[Listed entries]

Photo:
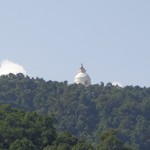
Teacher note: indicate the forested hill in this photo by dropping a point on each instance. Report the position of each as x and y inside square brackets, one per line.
[86, 112]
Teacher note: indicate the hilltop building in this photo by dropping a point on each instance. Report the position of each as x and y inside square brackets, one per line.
[82, 77]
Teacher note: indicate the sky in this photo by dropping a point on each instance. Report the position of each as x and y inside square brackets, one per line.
[50, 39]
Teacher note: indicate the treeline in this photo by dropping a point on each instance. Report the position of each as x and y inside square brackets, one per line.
[85, 112]
[21, 130]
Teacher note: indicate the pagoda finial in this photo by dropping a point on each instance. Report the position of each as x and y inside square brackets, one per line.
[82, 68]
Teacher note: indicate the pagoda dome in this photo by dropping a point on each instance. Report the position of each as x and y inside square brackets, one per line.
[82, 77]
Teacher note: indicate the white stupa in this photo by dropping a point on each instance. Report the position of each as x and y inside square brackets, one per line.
[82, 77]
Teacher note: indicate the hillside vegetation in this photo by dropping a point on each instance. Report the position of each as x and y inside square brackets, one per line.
[85, 112]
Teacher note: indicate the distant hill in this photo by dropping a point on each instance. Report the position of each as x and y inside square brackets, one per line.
[85, 112]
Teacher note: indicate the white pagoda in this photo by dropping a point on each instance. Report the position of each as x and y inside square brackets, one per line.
[82, 77]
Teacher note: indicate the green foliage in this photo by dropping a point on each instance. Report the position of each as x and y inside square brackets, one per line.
[21, 130]
[109, 141]
[83, 111]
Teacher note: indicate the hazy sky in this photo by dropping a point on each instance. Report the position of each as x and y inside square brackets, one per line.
[51, 38]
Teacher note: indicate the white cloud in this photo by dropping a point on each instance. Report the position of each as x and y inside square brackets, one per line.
[117, 83]
[7, 66]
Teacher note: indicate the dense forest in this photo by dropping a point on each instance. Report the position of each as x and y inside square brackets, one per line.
[103, 115]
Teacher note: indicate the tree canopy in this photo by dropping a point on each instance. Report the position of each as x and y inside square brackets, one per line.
[85, 112]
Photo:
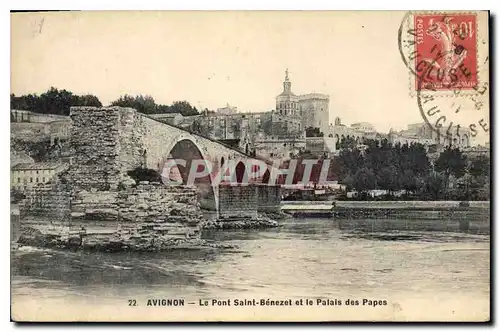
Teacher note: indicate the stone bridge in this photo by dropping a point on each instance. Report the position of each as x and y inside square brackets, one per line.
[110, 142]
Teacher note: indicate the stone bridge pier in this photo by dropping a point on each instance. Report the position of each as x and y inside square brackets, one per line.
[110, 142]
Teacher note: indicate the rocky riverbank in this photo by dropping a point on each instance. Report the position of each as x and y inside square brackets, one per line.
[239, 223]
[146, 236]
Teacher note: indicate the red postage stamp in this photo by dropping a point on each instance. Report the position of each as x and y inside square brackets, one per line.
[446, 51]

[/Listed entries]

What the task asks: Each entry should be output word for word, with no pictures carried over.

Answer box:
Photo:
Teacher note: indicate the forested hill in this photo by dropping a point on each instance. Report the position of each as x and y inside square brackets, one per line.
[86, 112]
Teacher note: indicate the hilltop building in this photo by dropping a point on each instance. Report the position of each as x and y inside square brackets, one per line.
[82, 77]
Teacher note: indicate the sky in this photo by dropping a point on each instance. Report the position of each as x and y inside square brackets, one per line.
[50, 39]
Teacher note: indicate the treeline in this photo by dropping a point on each instance. Report the position of each as x and y inside square brackets, one per line.
[85, 112]
[21, 130]
Teacher note: indicate the pagoda finial in this photo by dropping a point on each instance. Report the position of each as x and y inside square brackets, one per line.
[82, 68]
Teacher note: indicate the pagoda dome in this photo by dropping a point on each instance. Report the position of each as x and y inside square brackets, one per line.
[82, 77]
Teacher note: indicate the white stupa in this photo by dropping a point on each instance. Report the position of each as x and y inside square brackets, one per line.
[82, 77]
Teacher note: indicate the hillside vegetation in this photo by dropping a point on each instance. Report the position of each as x and y inside square brackets, one per line.
[85, 112]
Teacher note: indicate the distant hill in this photo by dropping a point on each instance. Report the position of each as x and y inside square brackets, one per line.
[85, 112]
Teacher note: indicate the white pagoda in this photo by dropping a point on each instance. Report the position of each as x and y inside square brackets, one per line.
[82, 77]
Teacher note: indicate the green foliage in this photo by dropping a point on each instance. Report the position of each as x and y inside square brackets, one per line.
[21, 130]
[109, 141]
[83, 111]
Teacher note: indicate the hazy sky in this photo by dropping a point on each instance. Report the position of each as x and y inside square brackets, one per line.
[51, 38]
Teacher note: indicate the white cloud in this photo by dropping a point on each instance. Report the position of each as x and y inside square brackets, one per line.
[117, 83]
[7, 66]
Teacher note: indicate the dense forest in this photo by dropping a point on each instance. Report the position of each as x and y inside square brackets, one per line.
[103, 115]
Teacher note: indicate the tree canopy in this photo by dropping a point on each instance. Report the position of each as x and y inside square brackets, one per line.
[85, 112]
Photo:
Teacher note: indicate the stone bridge in this photo by dropping a point on each instance. Report the position of each as x and y inside square brackets, one per line.
[110, 142]
Teacher note: indicate the stone bridge pier in this photo by dropping a point on each instance. Report the position of each as x and y inside square brackets, one per line.
[110, 142]
Teacher note: indicate the rocky riverbank in this photo by dropping a point on each instance. Report the position of each as x and y inside square brackets, one per line.
[239, 223]
[146, 236]
Teacher note: indicate the red postage stamp in this photo by dropping a point on each instance. Report the position of each as x and y inside square brackets, one per line.
[446, 51]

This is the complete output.